▸ **YOUR INSTRUCTIONS**
Print the data again, exactly.

▸ **DATA FOR THIS TASK**
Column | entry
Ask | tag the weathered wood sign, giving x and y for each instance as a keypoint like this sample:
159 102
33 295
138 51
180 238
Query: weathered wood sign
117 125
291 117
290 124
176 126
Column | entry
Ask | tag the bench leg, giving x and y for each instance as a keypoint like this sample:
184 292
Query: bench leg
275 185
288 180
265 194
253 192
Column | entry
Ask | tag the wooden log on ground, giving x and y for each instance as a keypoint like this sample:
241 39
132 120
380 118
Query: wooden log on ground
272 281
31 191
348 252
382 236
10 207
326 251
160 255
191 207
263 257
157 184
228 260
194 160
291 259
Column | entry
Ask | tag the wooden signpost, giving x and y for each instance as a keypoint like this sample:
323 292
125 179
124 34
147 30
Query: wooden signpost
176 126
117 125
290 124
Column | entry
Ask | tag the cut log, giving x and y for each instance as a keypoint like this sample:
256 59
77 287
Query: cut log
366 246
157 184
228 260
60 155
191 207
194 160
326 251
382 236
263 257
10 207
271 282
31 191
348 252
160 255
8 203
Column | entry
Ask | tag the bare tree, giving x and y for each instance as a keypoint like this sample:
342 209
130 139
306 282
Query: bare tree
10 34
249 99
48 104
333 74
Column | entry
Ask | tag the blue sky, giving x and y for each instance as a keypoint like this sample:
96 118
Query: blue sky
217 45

▸ **EXERCISE OUTPUT**
Column | entry
Ask | tag the weathered wood sign, giving x and y for each instance as a keypoint like this sample:
159 102
33 295
138 51
180 238
Query: weathered wood sign
117 125
291 117
290 124
176 126
Column | entry
Ask | tag the bench leg, giving x and y for each instance as a keypoint like this sample:
184 292
Query: bench leg
275 185
288 180
265 194
253 192
Column | entry
Ask | tag the wooden log on ground, giving x and y for each instance as a keypoint like this sample:
241 39
132 120
380 118
Query: wooden log on ground
272 281
31 191
348 252
382 236
10 207
326 251
160 255
191 207
263 257
157 184
228 260
194 160
291 259
Column | entry
Ask | tag the wooden signpost, giving x and y for each instance as a keypoint like this sample:
323 292
125 179
124 34
147 30
Query: wooden signpost
176 126
117 125
290 124
Column | entry
Ask | tag the cut log, giving x and y for each instance as a keypoint like this sample:
256 59
77 287
Query: cut log
366 246
157 184
228 260
60 155
191 207
194 160
326 251
382 236
263 257
10 207
271 282
31 191
348 252
160 255
8 203
Column | entry
Ask | tag the bare tree, giving x and y for each instance as a keypoint like this sample:
342 209
130 139
306 282
Query: bare tree
10 34
249 99
48 104
333 74
Column | entry
Ask | tag the blue sky, giving x and y for each instance as a keypoint like this sample:
96 118
Query: blue sky
217 45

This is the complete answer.